> _Provided passage_:
Despite the positives in the new banking reform

Despite the positives in the new banking reform law, there are loopholes. Consumers beware, read the fine print. (Undated) Photo Credit: iStock

WASHINGTON -  The new financial overhaul law triggers hundreds of new rules that regulators must draft and enact in the next two years. Some things, however, must be done immediately.

Chief among them is the appointment of a director to lead the Consumer Financial Protection Bureau, an independent agency that will issue and enforce rules regarding mortgages, credit cards and other consumer products.

The agency will oversee consumer products and services, from mortgages to check cashing. It will regulate many nonbank companies, such as payday lenders. Before the crisis, no regulator with financial expertise oversaw the most reckless mortgage lenders.

Though the financial overhaul's benefits have been widely reported, the law doesn't address every threat to the nation's financial system. 

Consumer safety loopholes
The biggest is for auto dealers that provide loans financed by banks. The bureau can't scrutinize or punish them. It can't even ban misleading fine print.

The agency also won't police companies that the SEC regulates, such as stockbrokers.

Some other groups that won exemptions from the consumer agency's oversight: Mobile-home sellers, real estate brokers, accountants and insurers. 

Mortgage  loopholes
The bill doesn't include a fix for Fannie Mae and Freddie Mac, two companies at the heart of the mortgage finance system. They own or guarantee more than half of all U.S. mortgages. But they went into government conservatorship in September 2008 and have borrowed a combined $145 billion in federal aid.

> _Provided data_:
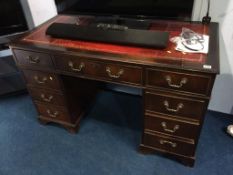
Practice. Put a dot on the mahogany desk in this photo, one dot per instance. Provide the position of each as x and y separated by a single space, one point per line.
62 77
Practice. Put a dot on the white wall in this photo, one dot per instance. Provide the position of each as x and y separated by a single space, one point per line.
221 11
37 12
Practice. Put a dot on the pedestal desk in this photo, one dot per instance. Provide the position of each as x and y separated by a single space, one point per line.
62 77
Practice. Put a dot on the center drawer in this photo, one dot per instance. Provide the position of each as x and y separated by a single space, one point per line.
45 96
123 73
53 112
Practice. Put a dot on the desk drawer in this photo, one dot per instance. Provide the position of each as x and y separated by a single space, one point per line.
53 112
41 79
46 96
171 126
30 58
174 105
77 65
192 83
122 73
169 144
112 72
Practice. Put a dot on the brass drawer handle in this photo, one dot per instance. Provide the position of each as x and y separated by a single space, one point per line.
182 82
173 144
79 69
118 75
33 60
52 114
179 106
175 128
40 81
48 99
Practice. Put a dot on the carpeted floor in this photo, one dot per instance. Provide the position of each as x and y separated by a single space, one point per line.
106 144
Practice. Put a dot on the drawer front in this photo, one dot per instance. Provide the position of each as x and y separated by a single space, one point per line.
122 73
53 112
172 127
174 105
178 81
33 58
41 79
168 144
77 65
46 96
111 72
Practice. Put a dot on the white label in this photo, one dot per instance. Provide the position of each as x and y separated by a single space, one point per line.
205 66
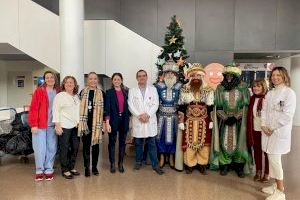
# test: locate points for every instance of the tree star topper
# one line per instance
(172, 40)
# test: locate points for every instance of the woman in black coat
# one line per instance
(117, 119)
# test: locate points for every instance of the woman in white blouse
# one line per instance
(66, 117)
(276, 123)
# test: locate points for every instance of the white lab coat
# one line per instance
(138, 105)
(277, 113)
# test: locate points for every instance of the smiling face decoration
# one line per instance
(214, 74)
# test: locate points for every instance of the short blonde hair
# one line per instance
(284, 74)
(76, 88)
(262, 83)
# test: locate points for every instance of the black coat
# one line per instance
(112, 110)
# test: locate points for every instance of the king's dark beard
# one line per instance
(195, 85)
(232, 84)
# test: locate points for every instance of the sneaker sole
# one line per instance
(267, 192)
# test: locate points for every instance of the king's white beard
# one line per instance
(170, 82)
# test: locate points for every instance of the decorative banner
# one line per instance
(214, 74)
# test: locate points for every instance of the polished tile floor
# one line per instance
(16, 182)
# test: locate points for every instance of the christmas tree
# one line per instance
(173, 49)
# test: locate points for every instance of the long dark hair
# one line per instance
(56, 84)
(120, 75)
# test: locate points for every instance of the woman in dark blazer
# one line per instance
(117, 119)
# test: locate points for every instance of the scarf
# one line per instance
(250, 126)
(97, 115)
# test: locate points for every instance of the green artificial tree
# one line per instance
(173, 49)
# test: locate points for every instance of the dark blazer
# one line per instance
(112, 110)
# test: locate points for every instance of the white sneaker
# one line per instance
(277, 195)
(270, 189)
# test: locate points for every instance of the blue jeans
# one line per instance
(139, 144)
(44, 144)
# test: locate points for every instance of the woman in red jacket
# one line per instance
(44, 139)
(259, 89)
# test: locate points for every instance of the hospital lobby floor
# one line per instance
(17, 182)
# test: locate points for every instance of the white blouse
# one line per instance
(66, 110)
(256, 118)
(277, 113)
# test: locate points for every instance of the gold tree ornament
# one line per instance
(172, 40)
(180, 61)
(178, 21)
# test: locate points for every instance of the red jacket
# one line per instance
(38, 111)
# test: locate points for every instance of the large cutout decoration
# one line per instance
(214, 74)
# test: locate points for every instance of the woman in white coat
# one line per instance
(143, 103)
(276, 120)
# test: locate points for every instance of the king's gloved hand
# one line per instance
(230, 121)
(181, 126)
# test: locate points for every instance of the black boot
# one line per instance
(87, 172)
(112, 168)
(239, 169)
(95, 171)
(202, 169)
(121, 168)
(223, 170)
(188, 170)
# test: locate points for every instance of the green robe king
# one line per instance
(229, 142)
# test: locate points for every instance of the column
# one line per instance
(71, 14)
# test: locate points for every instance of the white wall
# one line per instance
(11, 95)
(127, 52)
(3, 84)
(110, 47)
(295, 80)
(9, 28)
(285, 62)
(32, 29)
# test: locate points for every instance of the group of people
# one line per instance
(187, 125)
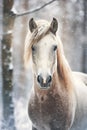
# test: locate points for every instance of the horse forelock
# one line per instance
(43, 28)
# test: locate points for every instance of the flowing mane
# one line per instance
(41, 31)
(57, 100)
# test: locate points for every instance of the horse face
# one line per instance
(44, 59)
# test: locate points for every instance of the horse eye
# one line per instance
(54, 48)
(33, 48)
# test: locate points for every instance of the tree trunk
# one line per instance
(7, 67)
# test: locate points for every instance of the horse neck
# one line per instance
(63, 68)
(55, 88)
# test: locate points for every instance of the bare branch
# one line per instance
(32, 11)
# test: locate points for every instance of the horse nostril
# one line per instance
(39, 79)
(49, 79)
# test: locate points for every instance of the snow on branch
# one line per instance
(13, 13)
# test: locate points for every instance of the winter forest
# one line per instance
(15, 80)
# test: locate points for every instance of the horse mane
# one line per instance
(42, 29)
(32, 38)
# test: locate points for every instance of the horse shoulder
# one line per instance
(80, 87)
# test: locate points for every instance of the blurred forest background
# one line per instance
(15, 81)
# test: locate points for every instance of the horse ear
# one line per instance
(32, 25)
(54, 26)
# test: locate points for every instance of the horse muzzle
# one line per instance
(44, 83)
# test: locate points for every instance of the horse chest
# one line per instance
(53, 112)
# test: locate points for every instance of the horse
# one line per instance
(58, 96)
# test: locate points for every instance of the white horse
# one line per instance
(58, 98)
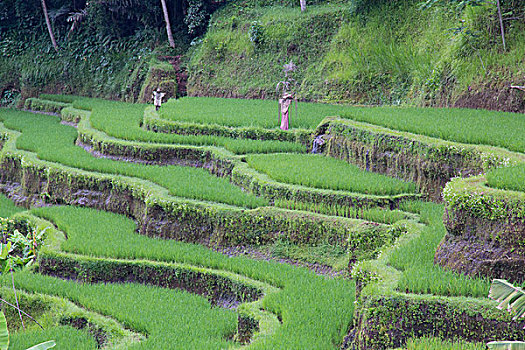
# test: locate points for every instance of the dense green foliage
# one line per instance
(7, 207)
(372, 214)
(380, 52)
(304, 296)
(416, 259)
(508, 178)
(460, 125)
(123, 120)
(324, 172)
(438, 344)
(54, 142)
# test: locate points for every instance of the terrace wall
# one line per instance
(486, 231)
(428, 162)
(160, 215)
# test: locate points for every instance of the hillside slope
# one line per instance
(375, 52)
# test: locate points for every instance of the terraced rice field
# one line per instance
(288, 280)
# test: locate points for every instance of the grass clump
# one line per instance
(415, 259)
(54, 142)
(326, 173)
(469, 126)
(371, 214)
(7, 207)
(508, 178)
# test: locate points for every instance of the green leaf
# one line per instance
(509, 296)
(4, 333)
(43, 346)
(4, 250)
(506, 345)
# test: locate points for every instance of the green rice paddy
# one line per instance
(326, 173)
(54, 142)
(123, 121)
(315, 311)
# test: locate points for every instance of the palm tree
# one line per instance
(168, 25)
(48, 22)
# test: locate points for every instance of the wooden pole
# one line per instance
(48, 23)
(501, 26)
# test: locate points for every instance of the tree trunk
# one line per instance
(168, 25)
(48, 22)
(501, 25)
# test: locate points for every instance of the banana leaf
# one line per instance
(4, 334)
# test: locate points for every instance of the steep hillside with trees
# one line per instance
(467, 53)
(445, 53)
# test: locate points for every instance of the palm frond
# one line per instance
(509, 296)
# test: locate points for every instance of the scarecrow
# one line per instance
(287, 95)
(157, 98)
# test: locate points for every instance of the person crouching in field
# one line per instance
(157, 98)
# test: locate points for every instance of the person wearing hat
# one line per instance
(285, 103)
(157, 98)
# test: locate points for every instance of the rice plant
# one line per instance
(52, 141)
(66, 338)
(429, 343)
(123, 120)
(245, 113)
(371, 214)
(509, 178)
(304, 296)
(472, 126)
(415, 259)
(326, 173)
(8, 207)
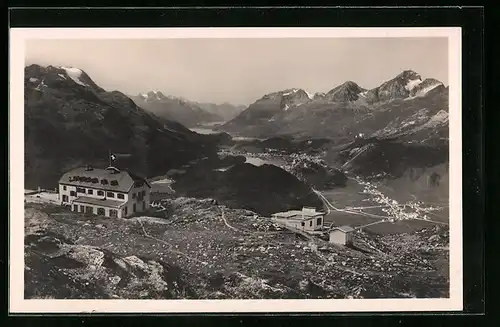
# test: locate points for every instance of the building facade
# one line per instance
(307, 219)
(105, 192)
(341, 235)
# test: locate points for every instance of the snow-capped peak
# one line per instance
(412, 83)
(74, 74)
(310, 95)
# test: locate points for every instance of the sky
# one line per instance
(240, 71)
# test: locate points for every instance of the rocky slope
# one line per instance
(70, 121)
(177, 109)
(264, 189)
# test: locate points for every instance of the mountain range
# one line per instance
(71, 121)
(404, 102)
(188, 113)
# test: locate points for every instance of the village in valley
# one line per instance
(296, 254)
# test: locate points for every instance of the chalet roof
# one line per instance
(106, 179)
(298, 214)
(99, 202)
(345, 229)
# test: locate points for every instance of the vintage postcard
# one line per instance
(235, 170)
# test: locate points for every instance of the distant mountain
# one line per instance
(71, 121)
(343, 112)
(177, 109)
(224, 110)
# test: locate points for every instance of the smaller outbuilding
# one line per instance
(341, 235)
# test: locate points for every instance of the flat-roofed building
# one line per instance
(307, 219)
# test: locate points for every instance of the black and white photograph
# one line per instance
(172, 169)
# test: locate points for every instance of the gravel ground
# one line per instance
(202, 250)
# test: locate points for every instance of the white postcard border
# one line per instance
(17, 303)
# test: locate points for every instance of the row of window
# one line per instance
(140, 195)
(91, 192)
(90, 210)
(102, 212)
(318, 222)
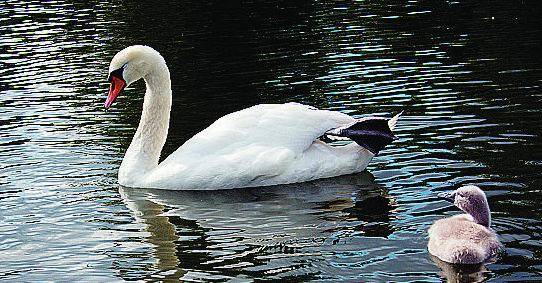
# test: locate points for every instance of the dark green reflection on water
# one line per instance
(467, 74)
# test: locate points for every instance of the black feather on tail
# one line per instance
(372, 133)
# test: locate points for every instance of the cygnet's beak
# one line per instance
(116, 87)
(448, 196)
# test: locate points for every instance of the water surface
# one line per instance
(468, 76)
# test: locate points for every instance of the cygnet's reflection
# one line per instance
(462, 272)
(246, 228)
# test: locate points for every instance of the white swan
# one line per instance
(465, 238)
(258, 146)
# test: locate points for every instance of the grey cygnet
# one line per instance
(465, 238)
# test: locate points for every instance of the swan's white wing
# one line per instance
(257, 142)
(293, 126)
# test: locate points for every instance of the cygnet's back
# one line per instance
(465, 238)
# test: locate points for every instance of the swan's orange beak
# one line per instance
(117, 85)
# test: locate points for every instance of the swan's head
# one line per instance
(473, 201)
(129, 65)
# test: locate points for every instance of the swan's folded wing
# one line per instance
(257, 142)
(292, 126)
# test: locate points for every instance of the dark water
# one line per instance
(467, 74)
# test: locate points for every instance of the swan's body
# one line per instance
(465, 238)
(262, 145)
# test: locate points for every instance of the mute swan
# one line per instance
(465, 238)
(263, 145)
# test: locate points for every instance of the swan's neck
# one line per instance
(481, 215)
(144, 152)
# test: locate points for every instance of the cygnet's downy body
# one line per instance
(465, 238)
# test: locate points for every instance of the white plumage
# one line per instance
(262, 145)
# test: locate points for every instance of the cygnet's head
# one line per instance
(129, 65)
(472, 200)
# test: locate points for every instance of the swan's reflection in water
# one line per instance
(462, 272)
(257, 231)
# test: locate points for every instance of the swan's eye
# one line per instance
(116, 73)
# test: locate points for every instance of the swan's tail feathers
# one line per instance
(372, 133)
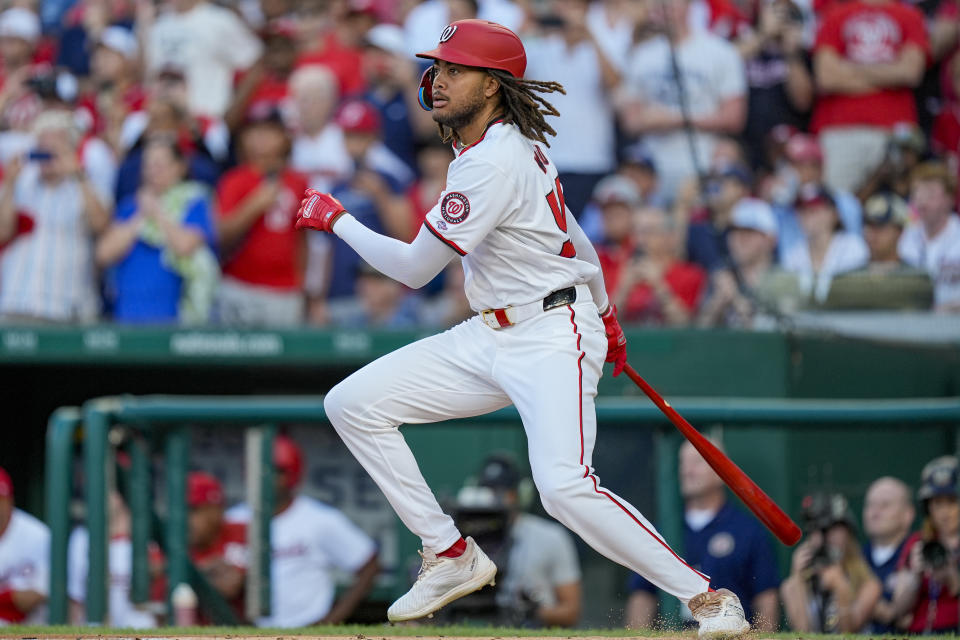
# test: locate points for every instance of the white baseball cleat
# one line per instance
(442, 580)
(720, 615)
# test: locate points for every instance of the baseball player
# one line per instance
(543, 328)
(24, 552)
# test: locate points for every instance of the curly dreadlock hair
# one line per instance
(523, 105)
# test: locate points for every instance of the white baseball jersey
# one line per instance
(122, 612)
(503, 211)
(309, 541)
(24, 557)
(940, 257)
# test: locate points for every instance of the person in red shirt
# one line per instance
(655, 286)
(927, 579)
(868, 58)
(264, 87)
(263, 256)
(217, 548)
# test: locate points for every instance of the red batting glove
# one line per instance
(319, 211)
(616, 341)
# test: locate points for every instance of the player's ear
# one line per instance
(490, 86)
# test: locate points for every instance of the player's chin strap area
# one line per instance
(509, 316)
(425, 92)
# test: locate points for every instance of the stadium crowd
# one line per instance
(886, 576)
(733, 160)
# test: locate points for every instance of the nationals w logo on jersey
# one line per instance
(455, 207)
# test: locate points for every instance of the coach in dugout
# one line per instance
(309, 540)
(24, 550)
(721, 541)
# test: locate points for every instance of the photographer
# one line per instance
(539, 583)
(928, 581)
(831, 588)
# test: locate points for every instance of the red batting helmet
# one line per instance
(480, 43)
(288, 460)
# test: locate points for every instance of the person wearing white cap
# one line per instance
(745, 294)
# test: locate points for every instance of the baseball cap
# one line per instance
(499, 471)
(17, 22)
(754, 214)
(120, 40)
(812, 194)
(359, 116)
(6, 484)
(803, 147)
(616, 189)
(202, 489)
(388, 37)
(886, 208)
(938, 478)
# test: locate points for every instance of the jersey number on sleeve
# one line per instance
(557, 206)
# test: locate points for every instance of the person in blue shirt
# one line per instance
(159, 246)
(721, 541)
(888, 515)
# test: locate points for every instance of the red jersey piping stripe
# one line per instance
(449, 243)
(586, 472)
(480, 139)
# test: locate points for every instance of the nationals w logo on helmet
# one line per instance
(448, 32)
(455, 207)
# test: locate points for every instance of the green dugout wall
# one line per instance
(41, 369)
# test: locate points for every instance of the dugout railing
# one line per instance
(160, 424)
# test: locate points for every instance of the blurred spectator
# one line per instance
(888, 514)
(24, 561)
(160, 245)
(831, 588)
(927, 580)
(541, 584)
(265, 88)
(754, 291)
(722, 542)
(209, 42)
(638, 169)
(656, 286)
(885, 282)
(47, 275)
(904, 152)
(115, 91)
(706, 237)
(264, 256)
(391, 76)
(83, 27)
(121, 610)
(933, 242)
(217, 548)
(564, 49)
(202, 141)
(868, 57)
(828, 250)
(946, 128)
(618, 200)
(308, 540)
(318, 147)
(337, 44)
(711, 89)
(378, 302)
(778, 73)
(804, 167)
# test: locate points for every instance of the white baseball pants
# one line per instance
(548, 366)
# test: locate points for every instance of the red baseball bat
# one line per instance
(753, 496)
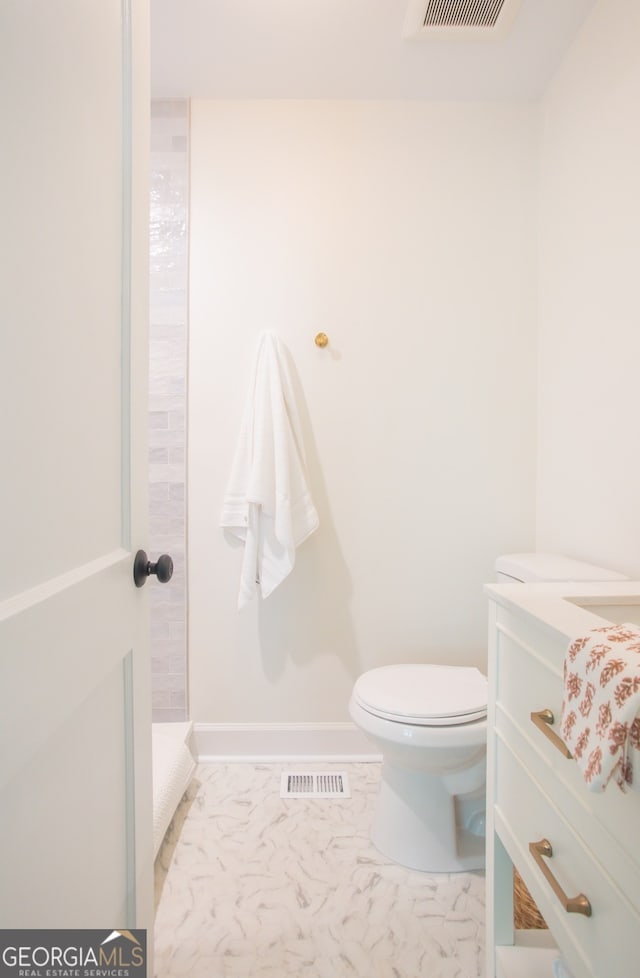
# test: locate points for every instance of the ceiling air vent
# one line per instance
(462, 19)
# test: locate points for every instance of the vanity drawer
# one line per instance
(528, 687)
(525, 813)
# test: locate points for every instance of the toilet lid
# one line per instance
(426, 695)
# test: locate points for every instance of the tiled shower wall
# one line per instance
(168, 304)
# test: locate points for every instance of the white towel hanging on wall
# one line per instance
(268, 504)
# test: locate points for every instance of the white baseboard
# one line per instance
(339, 742)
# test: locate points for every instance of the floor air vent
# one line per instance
(316, 784)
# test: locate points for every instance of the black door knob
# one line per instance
(143, 568)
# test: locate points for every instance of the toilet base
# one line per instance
(415, 823)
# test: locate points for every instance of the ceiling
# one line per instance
(351, 49)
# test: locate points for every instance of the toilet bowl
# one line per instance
(429, 723)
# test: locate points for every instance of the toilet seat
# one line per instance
(424, 695)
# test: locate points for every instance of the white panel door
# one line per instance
(75, 726)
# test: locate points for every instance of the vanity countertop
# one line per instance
(570, 608)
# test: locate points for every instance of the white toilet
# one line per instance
(429, 724)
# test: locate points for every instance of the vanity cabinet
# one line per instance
(578, 852)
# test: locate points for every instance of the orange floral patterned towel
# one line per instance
(601, 707)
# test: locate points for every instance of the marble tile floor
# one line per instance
(249, 885)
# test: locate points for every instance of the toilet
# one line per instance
(429, 723)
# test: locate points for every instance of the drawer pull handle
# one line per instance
(579, 904)
(543, 720)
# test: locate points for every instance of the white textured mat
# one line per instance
(173, 768)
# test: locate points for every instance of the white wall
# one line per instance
(405, 231)
(589, 457)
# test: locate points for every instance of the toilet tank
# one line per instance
(532, 567)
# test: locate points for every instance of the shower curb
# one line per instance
(337, 742)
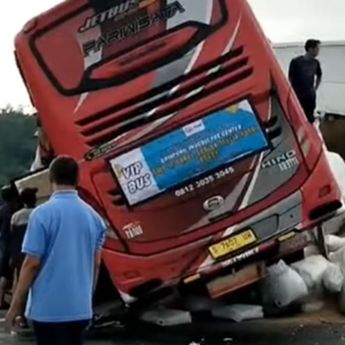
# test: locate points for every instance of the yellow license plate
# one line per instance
(232, 244)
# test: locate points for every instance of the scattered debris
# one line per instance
(333, 278)
(334, 243)
(239, 312)
(312, 270)
(283, 286)
(312, 307)
(167, 317)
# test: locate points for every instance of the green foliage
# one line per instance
(17, 143)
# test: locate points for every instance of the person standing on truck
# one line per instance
(305, 75)
(62, 245)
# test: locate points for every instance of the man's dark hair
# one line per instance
(7, 193)
(64, 171)
(311, 44)
(28, 197)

> _What to work on_:
A - In the banking reform article, how much federal aid have Fannie Mae and Freddie Mac borrowed combined?
B - Swap "conservatorship" for "receivership" in the banking reform article and give the text between "Some other groups" and "in federal aid.", inclusive.
C - Please write the next part of the article on the banking reform law, picking up after its final sentence.

> _Set of answers_:
A - $145 billion

B -
Some other groups that won exemptions from the consumer agency's oversight: Mobile-home sellers, real estate brokers, accountants and insurers. 

Mortgage  loopholes
The bill doesn't include a fix for Fannie Mae and Freddie Mac, two companies at the heart of the mortgage finance system. They own or guarantee more than half of all U.S. mortgages. But they went into government receivership in September 2008 and have borrowed a combined $145 billion in federal aid.

C -
Financial system loopholes
The bill won't fix the "too big to fail" problem, which resulted in massive multibillion-dollar bailouts at taxpayer expense. During the financial crisis the government refused to let the largest banks collapse. Officials wanted to contain the crisis. So they propped up faltering banks or helped sell them off. Trillions of taxpayer dollars were put at risk.

The law aims to make such failures rarer and less jarring to markets. But a handful of megabanks still dominate the industry. None would be allowed to fail, because officials still fear that could spark panic.

The agency's rules apply to community banks, too. But its enforcement won't. Instead, existing regulators will oversee the community banks' compliance. These regulators failed to protect consumers before the crisis.

Community banks weren't involved in the risky investing that shook Wall Street. But they issued some high-risk mortgages that consumers couldn't repay. And their lending practices caused the previous banking crisis: the savings and loan crisis of the 1980s and 1990s.